(Items from a data source)
--*--

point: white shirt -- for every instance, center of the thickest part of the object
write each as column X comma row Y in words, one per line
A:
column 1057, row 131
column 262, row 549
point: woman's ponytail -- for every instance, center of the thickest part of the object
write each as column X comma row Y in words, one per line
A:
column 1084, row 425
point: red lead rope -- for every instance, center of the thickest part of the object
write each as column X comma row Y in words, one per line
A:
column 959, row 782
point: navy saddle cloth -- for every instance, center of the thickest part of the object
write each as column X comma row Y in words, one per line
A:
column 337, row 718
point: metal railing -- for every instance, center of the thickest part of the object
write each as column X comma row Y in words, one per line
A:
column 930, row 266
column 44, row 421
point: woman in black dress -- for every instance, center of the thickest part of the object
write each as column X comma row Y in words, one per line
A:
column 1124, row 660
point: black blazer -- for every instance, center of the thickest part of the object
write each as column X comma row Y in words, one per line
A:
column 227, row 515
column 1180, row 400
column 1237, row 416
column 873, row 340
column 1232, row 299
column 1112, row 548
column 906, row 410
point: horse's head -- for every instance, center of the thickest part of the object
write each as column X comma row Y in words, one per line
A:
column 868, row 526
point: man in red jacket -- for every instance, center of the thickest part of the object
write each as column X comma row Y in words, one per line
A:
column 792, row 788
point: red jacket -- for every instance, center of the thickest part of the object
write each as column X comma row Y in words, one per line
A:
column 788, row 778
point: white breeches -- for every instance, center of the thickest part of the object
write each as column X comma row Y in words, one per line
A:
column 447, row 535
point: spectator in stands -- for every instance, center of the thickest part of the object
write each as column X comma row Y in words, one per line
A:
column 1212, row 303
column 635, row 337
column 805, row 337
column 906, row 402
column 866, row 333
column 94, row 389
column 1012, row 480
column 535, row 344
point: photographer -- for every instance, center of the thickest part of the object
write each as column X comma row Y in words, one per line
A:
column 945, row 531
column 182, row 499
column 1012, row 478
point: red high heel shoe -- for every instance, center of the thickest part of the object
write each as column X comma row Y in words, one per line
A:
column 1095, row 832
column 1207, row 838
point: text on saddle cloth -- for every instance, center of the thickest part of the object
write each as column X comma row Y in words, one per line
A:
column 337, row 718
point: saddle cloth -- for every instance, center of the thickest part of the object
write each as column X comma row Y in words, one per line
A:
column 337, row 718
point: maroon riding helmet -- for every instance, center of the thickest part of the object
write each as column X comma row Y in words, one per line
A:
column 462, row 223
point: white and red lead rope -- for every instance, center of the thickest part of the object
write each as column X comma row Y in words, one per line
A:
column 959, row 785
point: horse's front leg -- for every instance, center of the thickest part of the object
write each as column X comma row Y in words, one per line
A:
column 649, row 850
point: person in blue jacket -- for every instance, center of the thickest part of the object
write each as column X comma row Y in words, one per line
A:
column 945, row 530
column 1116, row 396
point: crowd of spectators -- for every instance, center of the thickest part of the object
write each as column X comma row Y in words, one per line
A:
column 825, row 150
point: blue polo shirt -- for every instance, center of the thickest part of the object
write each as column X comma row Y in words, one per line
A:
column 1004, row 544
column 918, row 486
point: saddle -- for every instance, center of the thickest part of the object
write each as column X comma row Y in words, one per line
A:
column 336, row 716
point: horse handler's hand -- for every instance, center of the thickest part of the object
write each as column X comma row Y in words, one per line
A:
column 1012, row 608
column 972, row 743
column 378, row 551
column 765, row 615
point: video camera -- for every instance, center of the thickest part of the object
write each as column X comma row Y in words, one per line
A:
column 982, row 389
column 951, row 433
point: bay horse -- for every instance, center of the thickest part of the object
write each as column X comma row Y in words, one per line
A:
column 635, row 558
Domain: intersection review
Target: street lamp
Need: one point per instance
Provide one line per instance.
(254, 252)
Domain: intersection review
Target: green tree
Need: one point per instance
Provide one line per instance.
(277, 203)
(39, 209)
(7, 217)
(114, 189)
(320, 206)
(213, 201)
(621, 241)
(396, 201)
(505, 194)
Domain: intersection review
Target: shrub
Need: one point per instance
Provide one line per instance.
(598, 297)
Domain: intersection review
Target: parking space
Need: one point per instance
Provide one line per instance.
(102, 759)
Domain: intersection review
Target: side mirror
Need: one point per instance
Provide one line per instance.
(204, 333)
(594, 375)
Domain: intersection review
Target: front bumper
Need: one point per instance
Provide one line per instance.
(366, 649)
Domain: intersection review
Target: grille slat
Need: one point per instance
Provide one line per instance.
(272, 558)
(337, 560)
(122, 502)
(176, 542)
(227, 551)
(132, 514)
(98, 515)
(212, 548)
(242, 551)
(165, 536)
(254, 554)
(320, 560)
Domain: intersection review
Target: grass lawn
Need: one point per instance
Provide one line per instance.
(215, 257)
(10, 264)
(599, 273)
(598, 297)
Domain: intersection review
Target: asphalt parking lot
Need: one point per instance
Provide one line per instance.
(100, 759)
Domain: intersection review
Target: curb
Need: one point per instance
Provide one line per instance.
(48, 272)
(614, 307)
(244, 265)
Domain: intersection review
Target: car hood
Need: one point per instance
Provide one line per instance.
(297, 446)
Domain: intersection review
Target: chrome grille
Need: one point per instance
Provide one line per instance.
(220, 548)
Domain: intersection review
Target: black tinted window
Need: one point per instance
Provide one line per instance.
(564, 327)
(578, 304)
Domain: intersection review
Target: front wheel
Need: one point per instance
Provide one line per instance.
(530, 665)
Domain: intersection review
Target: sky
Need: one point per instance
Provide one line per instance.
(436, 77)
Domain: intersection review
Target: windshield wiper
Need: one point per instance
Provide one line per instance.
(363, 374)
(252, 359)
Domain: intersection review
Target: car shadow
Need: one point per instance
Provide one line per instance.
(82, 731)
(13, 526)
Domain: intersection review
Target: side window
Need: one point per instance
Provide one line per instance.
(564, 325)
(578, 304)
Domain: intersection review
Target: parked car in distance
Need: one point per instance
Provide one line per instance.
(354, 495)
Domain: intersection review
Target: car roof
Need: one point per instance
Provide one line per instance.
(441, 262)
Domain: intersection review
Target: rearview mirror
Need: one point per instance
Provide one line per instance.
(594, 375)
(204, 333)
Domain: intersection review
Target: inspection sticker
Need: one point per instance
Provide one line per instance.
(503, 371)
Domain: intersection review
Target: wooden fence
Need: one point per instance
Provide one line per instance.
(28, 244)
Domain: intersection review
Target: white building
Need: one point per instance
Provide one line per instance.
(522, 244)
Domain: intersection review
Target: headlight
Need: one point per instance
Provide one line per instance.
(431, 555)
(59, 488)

--*--

▸ **PROBLEM REQUIREMENTS**:
The string "parking" may appear on lines of the data above; give the number of those lines and nothing more.

▸ **EXERCISE SOLUTION**:
2